**Records for the task**
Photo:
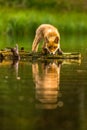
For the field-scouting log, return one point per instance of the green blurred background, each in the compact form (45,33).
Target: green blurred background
(20,18)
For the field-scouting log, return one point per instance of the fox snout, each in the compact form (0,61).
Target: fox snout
(52,45)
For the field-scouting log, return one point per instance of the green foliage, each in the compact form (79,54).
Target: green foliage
(25,22)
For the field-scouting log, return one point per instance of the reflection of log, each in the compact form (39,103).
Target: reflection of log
(8,55)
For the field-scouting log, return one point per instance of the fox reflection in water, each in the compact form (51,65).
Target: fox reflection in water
(46,84)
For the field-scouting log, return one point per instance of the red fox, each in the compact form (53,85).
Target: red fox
(51,38)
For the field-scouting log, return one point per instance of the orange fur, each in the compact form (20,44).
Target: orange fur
(51,38)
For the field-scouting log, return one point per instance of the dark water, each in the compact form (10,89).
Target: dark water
(45,95)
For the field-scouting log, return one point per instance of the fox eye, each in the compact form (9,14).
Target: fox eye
(56,40)
(55,47)
(46,39)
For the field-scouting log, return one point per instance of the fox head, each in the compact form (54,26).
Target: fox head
(52,44)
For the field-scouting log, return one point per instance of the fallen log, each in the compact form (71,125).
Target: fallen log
(24,55)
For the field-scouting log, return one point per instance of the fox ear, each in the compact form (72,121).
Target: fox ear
(46,40)
(56,40)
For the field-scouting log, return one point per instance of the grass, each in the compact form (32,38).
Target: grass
(25,22)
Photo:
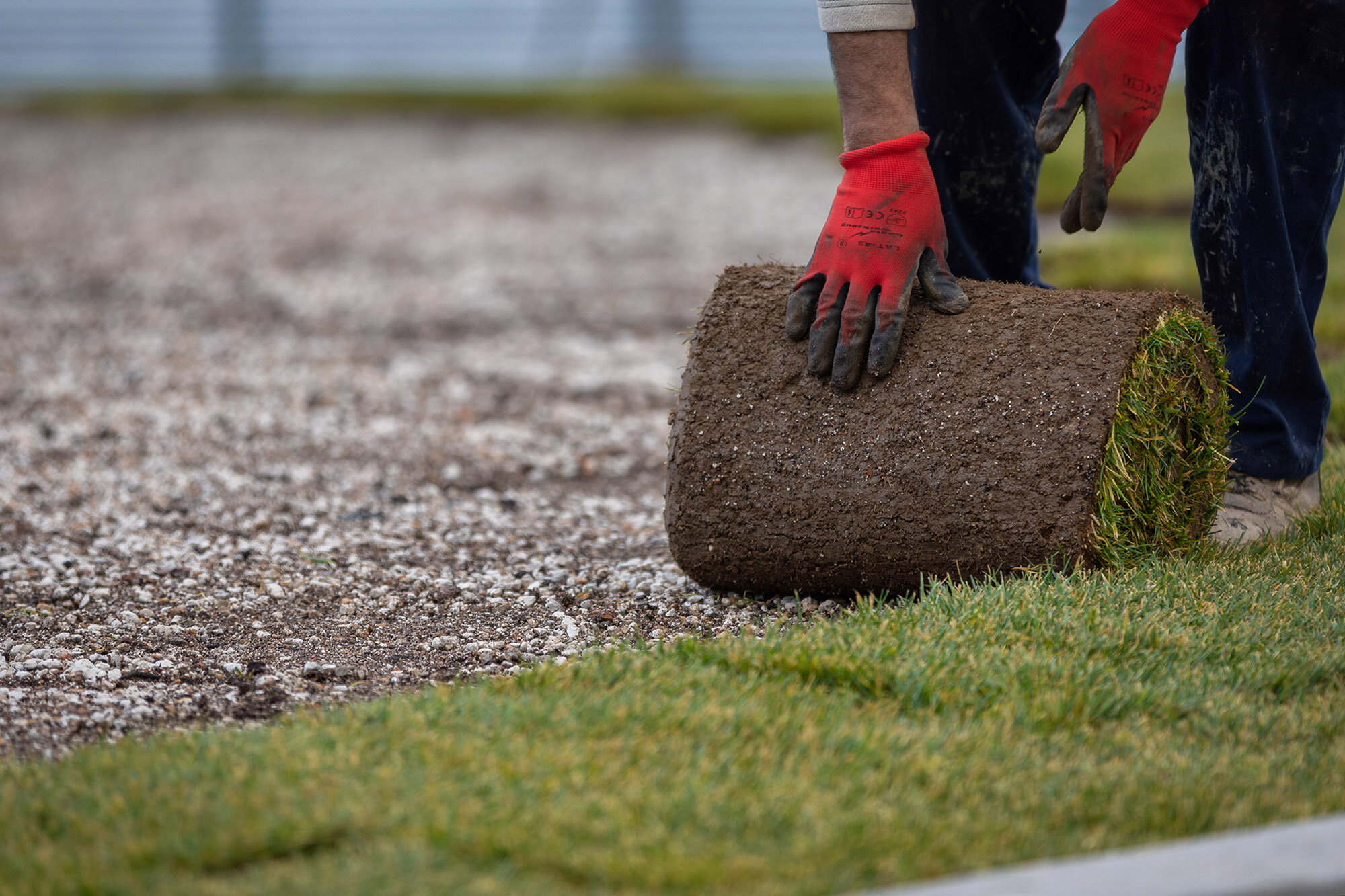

**The request**
Rewrite all the records above as a Markdown table with the columns Row and Text, giving each line its own numbered row. Skip blank lines and leave the pictures out.

**In response**
| Row | Text |
|---|---|
| 1 | Photo: |
| 2 | For the field-scouting log, return one point per instance of the green blurred background, each in the compact form (45,33). |
| 3 | Target: green blurred background |
| 4 | (20,18) |
| 5 | For the field-scouting log, return one point per instance of the fox snout, each in the compact form (0,61). |
| 6 | Target: fox snout |
| 7 | (52,45) |
| 8 | For the field-scouting log, return one point per instance of the green foliage, each in the compact form (79,54). |
| 9 | Target: green foliage |
| 10 | (25,22) |
| 11 | For the field-scouting log, return one point per instance of the reflection of log, each in the compact form (39,103). |
| 12 | Target: reflection of log |
| 13 | (8,55) |
| 14 | For the field-scouting log, return one point per instance of the fox reflection in water, each in the compact form (51,65). |
| 15 | Target: fox reflection in water |
| 16 | (46,84) |
| 17 | For the field-scouting log, return one point per instance of the red fox, each in the compact form (53,85). |
| 18 | Target: red fox |
| 19 | (51,38) |
| 20 | For the field-scouting log, return one point per instance of the orange fur, each in the compact form (20,44). |
| 21 | Target: orange fur |
| 22 | (51,38) |
| 23 | For the field-scouting log, return one point per instance of the dark water, each in the compact form (10,89). |
| 24 | Target: dark water |
| 25 | (45,95) |
| 26 | For the field-scouting log, return one point per instance of the fox eye, each in the compact form (9,14). |
| 27 | Target: fox eye |
| 28 | (56,40) |
| 29 | (55,47) |
| 30 | (46,39) |
| 31 | For the field-scouting log, return one point per instance of the fox head, each in the compact form (54,26). |
| 32 | Target: fox head |
| 33 | (52,44) |
| 34 | For the field-scouting log, return one point per instance of the fallen log, each in the compact form (71,125). |
| 35 | Target: fallen log |
| 36 | (24,55) |
| 37 | For the field-scouting log, return one point per instance of the fox ear, each in the compact form (72,121). |
| 38 | Target: fox ear |
| 39 | (46,40) |
| 40 | (56,40) |
| 41 | For the field-scouting log, return one point per instance of the grass, each in the compact form (32,38). |
| 42 | Target: grass |
| 43 | (25,22) |
| 44 | Photo: |